Everything from the line containing "Where can the girl's face" through the final line of the records must be transcribed verbatim; nothing else belongs in the result.

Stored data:
==============================

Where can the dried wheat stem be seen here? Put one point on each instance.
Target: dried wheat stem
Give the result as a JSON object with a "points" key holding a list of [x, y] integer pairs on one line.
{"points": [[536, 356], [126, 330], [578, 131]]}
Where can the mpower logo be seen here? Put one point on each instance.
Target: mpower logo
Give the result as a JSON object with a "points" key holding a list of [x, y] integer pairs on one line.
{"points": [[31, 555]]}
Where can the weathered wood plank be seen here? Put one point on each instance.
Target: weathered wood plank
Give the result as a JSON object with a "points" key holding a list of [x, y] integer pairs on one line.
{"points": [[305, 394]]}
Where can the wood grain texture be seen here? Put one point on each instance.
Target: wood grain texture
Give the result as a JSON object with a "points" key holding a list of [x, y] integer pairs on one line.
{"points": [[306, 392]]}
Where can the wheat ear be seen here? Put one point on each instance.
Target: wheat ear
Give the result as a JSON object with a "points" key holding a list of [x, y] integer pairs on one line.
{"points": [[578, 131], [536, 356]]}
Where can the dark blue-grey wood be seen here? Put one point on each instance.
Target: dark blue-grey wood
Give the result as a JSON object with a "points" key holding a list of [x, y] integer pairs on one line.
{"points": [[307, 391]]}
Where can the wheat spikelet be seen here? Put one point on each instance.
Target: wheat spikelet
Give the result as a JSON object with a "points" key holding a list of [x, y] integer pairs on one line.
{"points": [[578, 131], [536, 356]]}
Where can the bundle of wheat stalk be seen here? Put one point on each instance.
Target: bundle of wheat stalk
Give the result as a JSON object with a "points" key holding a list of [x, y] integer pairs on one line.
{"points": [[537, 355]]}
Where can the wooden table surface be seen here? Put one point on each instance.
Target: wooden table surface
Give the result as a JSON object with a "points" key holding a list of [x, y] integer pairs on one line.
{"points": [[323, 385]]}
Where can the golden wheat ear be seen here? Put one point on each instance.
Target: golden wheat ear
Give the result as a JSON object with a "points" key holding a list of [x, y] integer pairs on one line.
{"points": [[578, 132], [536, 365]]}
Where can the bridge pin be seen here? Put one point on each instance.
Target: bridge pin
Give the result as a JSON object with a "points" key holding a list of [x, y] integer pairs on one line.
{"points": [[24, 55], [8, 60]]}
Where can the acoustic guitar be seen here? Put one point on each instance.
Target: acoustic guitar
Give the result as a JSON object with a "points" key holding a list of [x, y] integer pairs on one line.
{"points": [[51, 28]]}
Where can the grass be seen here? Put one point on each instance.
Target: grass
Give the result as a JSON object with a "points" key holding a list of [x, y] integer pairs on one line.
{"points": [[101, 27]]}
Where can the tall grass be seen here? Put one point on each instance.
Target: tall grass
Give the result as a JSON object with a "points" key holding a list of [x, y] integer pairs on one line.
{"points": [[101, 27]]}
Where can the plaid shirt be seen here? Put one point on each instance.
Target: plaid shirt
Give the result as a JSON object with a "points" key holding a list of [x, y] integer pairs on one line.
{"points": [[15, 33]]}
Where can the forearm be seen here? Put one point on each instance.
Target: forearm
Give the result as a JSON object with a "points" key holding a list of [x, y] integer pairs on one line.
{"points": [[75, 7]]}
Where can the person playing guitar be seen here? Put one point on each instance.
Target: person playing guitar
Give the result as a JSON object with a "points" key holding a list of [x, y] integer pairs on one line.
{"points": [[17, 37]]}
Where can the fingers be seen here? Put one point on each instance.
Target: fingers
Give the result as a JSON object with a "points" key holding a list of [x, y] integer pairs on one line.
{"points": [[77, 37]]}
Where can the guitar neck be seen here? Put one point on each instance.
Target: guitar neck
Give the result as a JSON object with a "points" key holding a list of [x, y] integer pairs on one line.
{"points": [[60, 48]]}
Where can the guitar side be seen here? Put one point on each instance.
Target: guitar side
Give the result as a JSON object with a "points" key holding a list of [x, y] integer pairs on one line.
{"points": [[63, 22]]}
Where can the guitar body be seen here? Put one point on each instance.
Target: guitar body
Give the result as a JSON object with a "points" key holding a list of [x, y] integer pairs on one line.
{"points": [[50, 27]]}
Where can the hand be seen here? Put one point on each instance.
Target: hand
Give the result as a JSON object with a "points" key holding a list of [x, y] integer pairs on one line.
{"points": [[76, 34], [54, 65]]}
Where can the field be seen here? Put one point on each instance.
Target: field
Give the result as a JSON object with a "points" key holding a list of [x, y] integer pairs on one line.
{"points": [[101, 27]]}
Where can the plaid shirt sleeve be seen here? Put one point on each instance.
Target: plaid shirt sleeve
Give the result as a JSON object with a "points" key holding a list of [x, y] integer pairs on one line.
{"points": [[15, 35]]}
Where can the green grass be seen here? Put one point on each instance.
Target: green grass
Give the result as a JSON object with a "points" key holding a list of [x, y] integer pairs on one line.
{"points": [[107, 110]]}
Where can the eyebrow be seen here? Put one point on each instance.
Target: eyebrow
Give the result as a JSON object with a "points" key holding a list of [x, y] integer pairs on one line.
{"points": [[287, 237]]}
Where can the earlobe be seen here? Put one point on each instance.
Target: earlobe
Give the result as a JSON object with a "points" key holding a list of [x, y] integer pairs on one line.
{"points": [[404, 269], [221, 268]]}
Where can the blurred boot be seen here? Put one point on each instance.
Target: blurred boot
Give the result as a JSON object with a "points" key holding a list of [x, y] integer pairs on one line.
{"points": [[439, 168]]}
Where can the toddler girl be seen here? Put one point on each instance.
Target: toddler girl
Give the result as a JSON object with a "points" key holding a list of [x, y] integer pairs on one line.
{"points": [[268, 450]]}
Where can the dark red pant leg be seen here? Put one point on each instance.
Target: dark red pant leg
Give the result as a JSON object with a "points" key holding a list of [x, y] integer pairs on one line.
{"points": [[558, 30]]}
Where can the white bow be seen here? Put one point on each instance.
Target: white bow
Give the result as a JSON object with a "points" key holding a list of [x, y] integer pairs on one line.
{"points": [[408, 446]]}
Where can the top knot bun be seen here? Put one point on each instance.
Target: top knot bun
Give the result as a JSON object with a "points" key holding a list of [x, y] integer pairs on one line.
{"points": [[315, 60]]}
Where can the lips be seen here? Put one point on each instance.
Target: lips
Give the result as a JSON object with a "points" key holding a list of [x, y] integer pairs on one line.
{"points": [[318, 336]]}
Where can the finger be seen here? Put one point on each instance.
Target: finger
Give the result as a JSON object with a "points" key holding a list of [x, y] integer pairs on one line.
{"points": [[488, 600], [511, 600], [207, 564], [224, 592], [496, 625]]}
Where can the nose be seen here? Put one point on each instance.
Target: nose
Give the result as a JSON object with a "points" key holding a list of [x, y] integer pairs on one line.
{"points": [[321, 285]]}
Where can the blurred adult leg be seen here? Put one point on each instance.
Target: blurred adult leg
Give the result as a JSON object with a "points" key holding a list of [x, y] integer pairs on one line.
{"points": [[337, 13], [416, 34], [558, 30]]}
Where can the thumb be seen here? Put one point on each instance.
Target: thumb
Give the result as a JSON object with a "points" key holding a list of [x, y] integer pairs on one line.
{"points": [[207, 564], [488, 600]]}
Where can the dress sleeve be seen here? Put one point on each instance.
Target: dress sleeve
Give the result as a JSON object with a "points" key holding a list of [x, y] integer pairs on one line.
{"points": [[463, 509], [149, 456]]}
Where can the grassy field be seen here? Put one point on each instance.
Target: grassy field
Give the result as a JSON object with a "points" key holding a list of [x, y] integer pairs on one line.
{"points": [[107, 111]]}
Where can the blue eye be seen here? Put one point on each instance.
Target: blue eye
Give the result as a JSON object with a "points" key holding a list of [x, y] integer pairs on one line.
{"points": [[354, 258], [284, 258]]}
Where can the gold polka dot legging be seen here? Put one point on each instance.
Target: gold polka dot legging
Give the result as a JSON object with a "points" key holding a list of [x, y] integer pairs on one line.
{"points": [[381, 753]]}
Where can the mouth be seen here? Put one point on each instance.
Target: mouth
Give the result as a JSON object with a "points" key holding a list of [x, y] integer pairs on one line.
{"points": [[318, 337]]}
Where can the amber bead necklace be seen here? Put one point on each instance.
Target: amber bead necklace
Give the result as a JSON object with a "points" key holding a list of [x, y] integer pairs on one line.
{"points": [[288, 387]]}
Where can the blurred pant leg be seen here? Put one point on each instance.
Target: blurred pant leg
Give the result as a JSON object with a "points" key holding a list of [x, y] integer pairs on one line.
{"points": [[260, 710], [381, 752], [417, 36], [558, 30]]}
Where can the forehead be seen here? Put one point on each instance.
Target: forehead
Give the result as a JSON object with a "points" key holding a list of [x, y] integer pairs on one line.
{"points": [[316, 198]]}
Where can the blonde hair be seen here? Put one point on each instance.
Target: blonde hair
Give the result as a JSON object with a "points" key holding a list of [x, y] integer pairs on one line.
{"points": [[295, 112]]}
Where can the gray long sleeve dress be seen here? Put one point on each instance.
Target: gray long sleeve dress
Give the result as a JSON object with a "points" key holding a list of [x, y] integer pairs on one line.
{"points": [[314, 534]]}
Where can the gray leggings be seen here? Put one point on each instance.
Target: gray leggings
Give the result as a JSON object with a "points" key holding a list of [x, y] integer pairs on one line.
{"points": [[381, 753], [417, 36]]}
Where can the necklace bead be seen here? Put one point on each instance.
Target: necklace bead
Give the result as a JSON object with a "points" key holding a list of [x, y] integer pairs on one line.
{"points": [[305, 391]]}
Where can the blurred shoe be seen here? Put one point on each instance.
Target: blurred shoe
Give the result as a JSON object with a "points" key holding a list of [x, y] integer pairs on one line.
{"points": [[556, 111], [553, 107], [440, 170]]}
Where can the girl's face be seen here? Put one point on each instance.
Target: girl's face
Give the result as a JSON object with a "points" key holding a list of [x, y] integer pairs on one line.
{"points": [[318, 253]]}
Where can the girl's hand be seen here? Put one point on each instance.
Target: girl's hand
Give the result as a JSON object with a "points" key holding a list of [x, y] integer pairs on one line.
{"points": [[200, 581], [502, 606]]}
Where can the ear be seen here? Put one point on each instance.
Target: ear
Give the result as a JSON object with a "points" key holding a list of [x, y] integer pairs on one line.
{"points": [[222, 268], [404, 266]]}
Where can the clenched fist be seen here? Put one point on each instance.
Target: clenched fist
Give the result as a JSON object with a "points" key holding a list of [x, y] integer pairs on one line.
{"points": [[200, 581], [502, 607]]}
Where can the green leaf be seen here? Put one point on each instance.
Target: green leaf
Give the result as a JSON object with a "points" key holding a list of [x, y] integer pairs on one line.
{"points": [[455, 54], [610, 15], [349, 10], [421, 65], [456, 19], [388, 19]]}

==============================

> **Expected output**:
Where can the girl's face be seen here? Put one point on each instance.
Target: girl's face
Give the result as a JSON object with a "points" key holding a list of [x, y] integer pairs on one line.
{"points": [[318, 253]]}
Where can the girl's hand be seen here? Put one point on each instance.
Target: girl's hand
Give the result as a JSON object with a "points" key holding a list of [x, y] integer pairs on one line.
{"points": [[200, 581], [502, 606]]}
Where can the ear be seen here? Put one point on each instance.
Target: ear
Give the result as a JSON object with a "points" key holding a list of [x, y] integer pairs on one line.
{"points": [[222, 268], [404, 266]]}
Where can the clenched fist be seen here? Put one point on each instance.
Target: clenched fist
Give the result as a JSON object with a "points" key holding a list of [x, y] integer pairs on one line.
{"points": [[200, 581], [502, 607]]}
Where can the green leaf be seen here? Put one point on each instance.
Target: green leaf
Give the result as a JSON object with a "points" key holding a list of [x, y] integer pairs on one line.
{"points": [[455, 54], [610, 15], [349, 10], [421, 65], [456, 19], [388, 19]]}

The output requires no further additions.